#### Texte fourni
En matière fiscale, le principe de loyauté a des contours flous et variables. Ainsi, la Charte du contribuable de 2005 indique le fait que "Nous avons une obligation de loyauté. Nous appliquons les textes fiscaux avec discernement et apprécions les situations avec impartialité, réalisme et cohérence. Nous ne cherchons pas à vous prendre en faute" (9). On le voit, ce principe semble n'avoir qu'un contenu incertain, notamment en ce qui concerne les procédures fiscales et tout particulièrement la question de la preuve.

Le professeur Martin Collet, dans une étude récente (10), indique que : "Bien que l'expression soit rarement définie, son contenu fait peu controverse : il s'agirait pour l'essentiel de recouvrir plusieurs exigences : 'tenir parole, ne pas piéger, ne pas dissimuler ". Il s'agit donc de "respecter la parole donnée [...] refuser les trahisons, les coups bas'" (11). En l'espèce, il s'agissait de ne pas utiliser de moyens illégaux de preuves.

Dans ses conclusions sur l'arrêt du Conseil d'Etat du 16 juillet 2014 (12), et dans une affaire non fiscale, le rapporteur public Vincent Daumas avait proposé d'affirmer "le principe de loyauté dans l'administration de la preuve" sans pour autant être suivi par la Haute juridiction administrative. On doit constater qu'en matière fiscale, la loyauté n'est pas encore tout à fait acquise.
########
**Consignes**
Rédigez la suite du texte sur le principe de loyauté en matière fiscale, en reprenant juste après sa dernière phrase. Le matériel qui suit provient d'une autre source.
#### Extraits de données
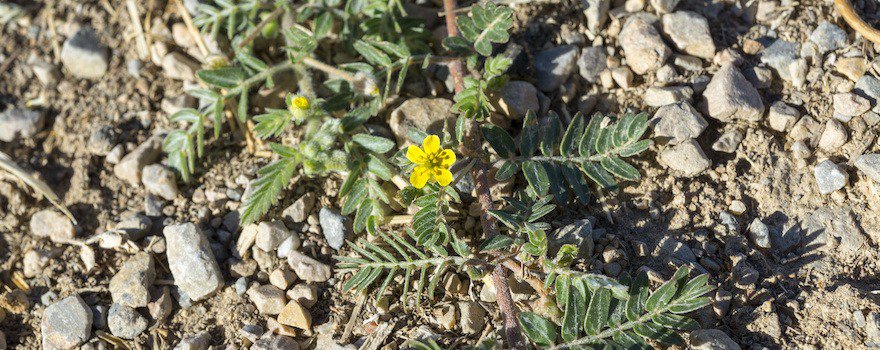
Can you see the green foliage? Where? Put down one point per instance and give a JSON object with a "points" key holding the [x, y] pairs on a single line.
{"points": [[553, 161]]}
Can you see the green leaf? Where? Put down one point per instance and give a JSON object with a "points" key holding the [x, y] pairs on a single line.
{"points": [[538, 329]]}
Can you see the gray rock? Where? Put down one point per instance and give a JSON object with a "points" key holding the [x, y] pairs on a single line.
{"points": [[191, 262], [642, 45], [160, 180], [130, 167], [52, 224], [779, 56], [729, 141], [689, 33], [23, 123], [592, 61], [334, 227], [66, 324], [679, 122], [869, 164], [84, 55], [578, 233], [830, 177], [685, 159], [660, 96], [554, 66], [828, 37], [711, 339], [130, 286], [307, 268], [730, 96], [423, 114], [125, 322], [102, 140]]}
########
**Réponse attendue**
Sans pour autant justifier des faits de dissimulation en matière fiscale, on peut se demander si, dans cette affaire, nous ne sommes pas face à une forme de déloyauté et surtout d'hypocrisie. En effet, il aurait fallu que le contribuable ne donne pas ses relevés bancaires dans la procédure de contrôle. Ces derniers sont, selon le juge, à l'origine de la rectification. En ce cas, l'administration n'aurait pas pu utiliser les documents obtenus de manière illicite pour fonder sa procédure de rectification.

Le Conseil d'Etat, par son revirement de jurisprudence évoqué ci-dessus (13), pouvait laisser à penser au contribuable que l'on n'utiliserait pas contre lui des documents illicites dans le cadre d'une éventuelle rectification de son imposition. Dès lors, il pensait pouvoir collaborer avec l'administration. En revanche, le déclenchement du contrôle semble bien pouvoir être fondé sur des documents illicites, même si la preuve ne peut en apparaître vraiment.

Dans l'affaire analysée, il apparaît donc que le Conseil d'Etat soit toujours réticent à mentionner la loyauté de la preuve pourtant soulevée par le requérant et évoquée par les juges du fond.

Cette décision montre, à nouveau, comme l'avait très bien souligné Martin Collet, que "les références explicites à la loyauté de la preuve qui émaillent la jurisprudence n'apportent rien, juridiquement, aux solutions qu'elles accompagnent" (14). Le Conseil d'Etat ne semble donc pas décidé à participer à la construction d'un véritable principe de loyauté en matière de preuve dans la procédure fiscale.


(1) TA Paris, 11 décembre 2013, n° 1301457.
(2) CAA Paris, 2 avril 2015, n° 14PA00337 (N° Lexbase : A7197NQM).
(3) Voir sur cette affaire, un article du "Monde" datant du 25 octobre 2016.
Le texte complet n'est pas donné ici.